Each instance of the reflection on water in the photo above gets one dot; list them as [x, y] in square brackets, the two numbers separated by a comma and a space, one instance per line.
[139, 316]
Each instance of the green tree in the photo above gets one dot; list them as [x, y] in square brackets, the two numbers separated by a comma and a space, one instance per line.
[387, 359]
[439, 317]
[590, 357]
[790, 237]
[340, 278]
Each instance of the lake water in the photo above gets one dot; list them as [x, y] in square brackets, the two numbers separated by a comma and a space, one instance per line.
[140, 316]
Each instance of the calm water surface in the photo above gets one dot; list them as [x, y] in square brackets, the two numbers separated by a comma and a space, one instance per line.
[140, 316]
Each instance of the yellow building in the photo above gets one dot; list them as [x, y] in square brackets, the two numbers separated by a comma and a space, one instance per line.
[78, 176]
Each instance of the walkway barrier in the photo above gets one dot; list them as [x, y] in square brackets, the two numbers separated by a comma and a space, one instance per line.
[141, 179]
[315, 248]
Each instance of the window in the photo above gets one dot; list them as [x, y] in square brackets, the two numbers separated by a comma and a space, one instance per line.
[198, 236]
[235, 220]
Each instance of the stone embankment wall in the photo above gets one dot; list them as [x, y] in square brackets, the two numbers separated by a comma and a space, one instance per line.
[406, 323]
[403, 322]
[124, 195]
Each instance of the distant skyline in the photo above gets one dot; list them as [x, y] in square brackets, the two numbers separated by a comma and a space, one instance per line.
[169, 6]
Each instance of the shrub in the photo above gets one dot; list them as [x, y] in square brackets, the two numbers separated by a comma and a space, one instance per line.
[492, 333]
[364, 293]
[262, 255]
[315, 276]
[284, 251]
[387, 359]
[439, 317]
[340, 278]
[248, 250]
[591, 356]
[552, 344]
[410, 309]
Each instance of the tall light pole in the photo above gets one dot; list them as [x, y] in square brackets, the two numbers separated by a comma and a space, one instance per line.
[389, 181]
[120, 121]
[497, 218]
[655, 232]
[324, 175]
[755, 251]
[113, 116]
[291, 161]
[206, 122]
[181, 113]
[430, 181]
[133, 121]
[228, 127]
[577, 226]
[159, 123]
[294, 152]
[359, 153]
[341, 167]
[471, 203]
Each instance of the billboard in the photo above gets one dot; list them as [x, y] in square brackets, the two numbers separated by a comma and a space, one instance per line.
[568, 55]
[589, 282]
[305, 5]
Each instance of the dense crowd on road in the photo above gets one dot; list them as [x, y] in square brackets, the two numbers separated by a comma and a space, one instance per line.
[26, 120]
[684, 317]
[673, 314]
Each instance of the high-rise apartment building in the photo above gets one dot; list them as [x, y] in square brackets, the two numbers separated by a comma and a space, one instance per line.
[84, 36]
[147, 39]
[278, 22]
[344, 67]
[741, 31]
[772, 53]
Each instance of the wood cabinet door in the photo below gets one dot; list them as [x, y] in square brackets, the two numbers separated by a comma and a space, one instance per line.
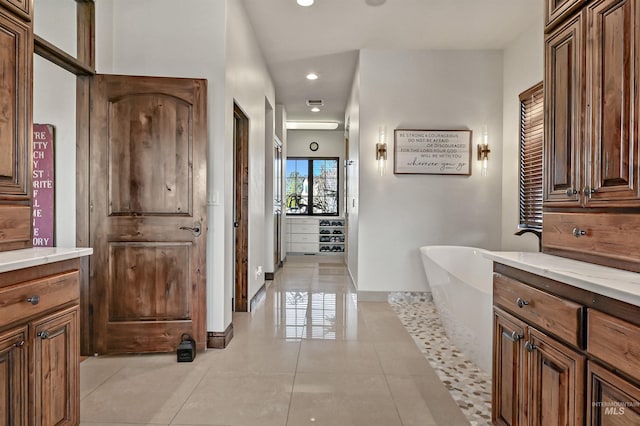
[507, 384]
[611, 400]
[13, 378]
[612, 92]
[563, 86]
[555, 382]
[148, 212]
[56, 384]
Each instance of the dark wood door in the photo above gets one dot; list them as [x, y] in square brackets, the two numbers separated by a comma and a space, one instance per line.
[148, 212]
[564, 56]
[555, 382]
[241, 209]
[16, 54]
[13, 378]
[508, 334]
[611, 400]
[612, 70]
[56, 386]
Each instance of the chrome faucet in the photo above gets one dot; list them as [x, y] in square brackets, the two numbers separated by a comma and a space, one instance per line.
[533, 231]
• • • • •
*THE TASK:* Leave out every picture, and repeat word for word only the lines from the one holding "Each instance of the billboard" through the end of the entries above, both ends included.

*FINISHED ANSWER:*
Each instance of the billboard in the photo above gets one dot; list them as [x, y] in square brackets, the two numbers separated by a comma and a space, one instance per line.
[568, 55]
[589, 282]
[305, 5]
Each instance of the dense crowd on road in the photo above gets one dot; list them as [x, y] in square brackets, the two numbers separated by a comma and a space, one instance per line.
[26, 120]
[684, 317]
[673, 314]
Each instance of the high-rise apartment building in the photo above gets one dot; list them as [x, y] in square brackets, the two numbers separated by a comma and a space, one instance per line.
[84, 36]
[147, 39]
[278, 22]
[344, 67]
[741, 31]
[772, 53]
Each instance of the wood cabinet door in the photo below gets one dot; list them as [x, y] in square brackets, the two numbers separated by a comma and a space, one instance per line.
[507, 384]
[611, 400]
[13, 378]
[612, 92]
[563, 86]
[555, 382]
[148, 212]
[56, 384]
Each instance of the dark wood door in the photo above gets one dot; list them as [x, y] in square brackets, the two numbers separated by a comma and a space, one instance per line.
[148, 212]
[564, 56]
[555, 382]
[241, 209]
[16, 54]
[13, 378]
[508, 334]
[611, 400]
[612, 70]
[56, 386]
Each instance of the chrome faucet in the photo above gets one dot; list them as [x, y] in square brackets, the two numbers separated by a comma and a space, one instance per line.
[533, 231]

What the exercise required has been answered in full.